Exercise directions: Write out every line of the rows below again, requests included. Leave out the pictures, and scale each bounding box coordinate in the answers by 0.85, rounding to whole numbers with halves going up. Don't change the numbers inside the requests.

## begin Data to use

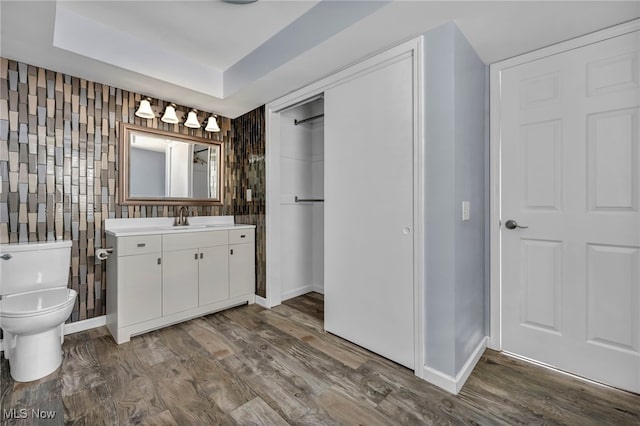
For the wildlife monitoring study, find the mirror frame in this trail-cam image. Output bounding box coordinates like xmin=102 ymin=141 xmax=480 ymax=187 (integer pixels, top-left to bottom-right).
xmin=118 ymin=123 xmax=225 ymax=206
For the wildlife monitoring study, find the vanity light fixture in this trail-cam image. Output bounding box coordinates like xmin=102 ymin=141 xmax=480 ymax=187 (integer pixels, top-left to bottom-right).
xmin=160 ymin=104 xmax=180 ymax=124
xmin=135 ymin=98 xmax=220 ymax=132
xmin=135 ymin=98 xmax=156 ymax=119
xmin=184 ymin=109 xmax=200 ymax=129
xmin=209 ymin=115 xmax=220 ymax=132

## end Data to use

Response for this exercise:
For the wildlife monitoring study, find the mirror frame in this trail-cam image. Output bounding box coordinates like xmin=102 ymin=141 xmax=480 ymax=187 (integer pixels, top-left to bottom-right).
xmin=100 ymin=105 xmax=191 ymax=175
For the wildlife monitoring study, find the vanity light fixture in this trail-cam image. Output bounding box coordinates like xmin=102 ymin=141 xmax=480 ymax=187 (integer pixels, top-left to bottom-right).
xmin=136 ymin=88 xmax=153 ymax=105
xmin=115 ymin=83 xmax=187 ymax=112
xmin=115 ymin=83 xmax=133 ymax=101
xmin=156 ymin=93 xmax=170 ymax=110
xmin=178 ymin=98 xmax=187 ymax=112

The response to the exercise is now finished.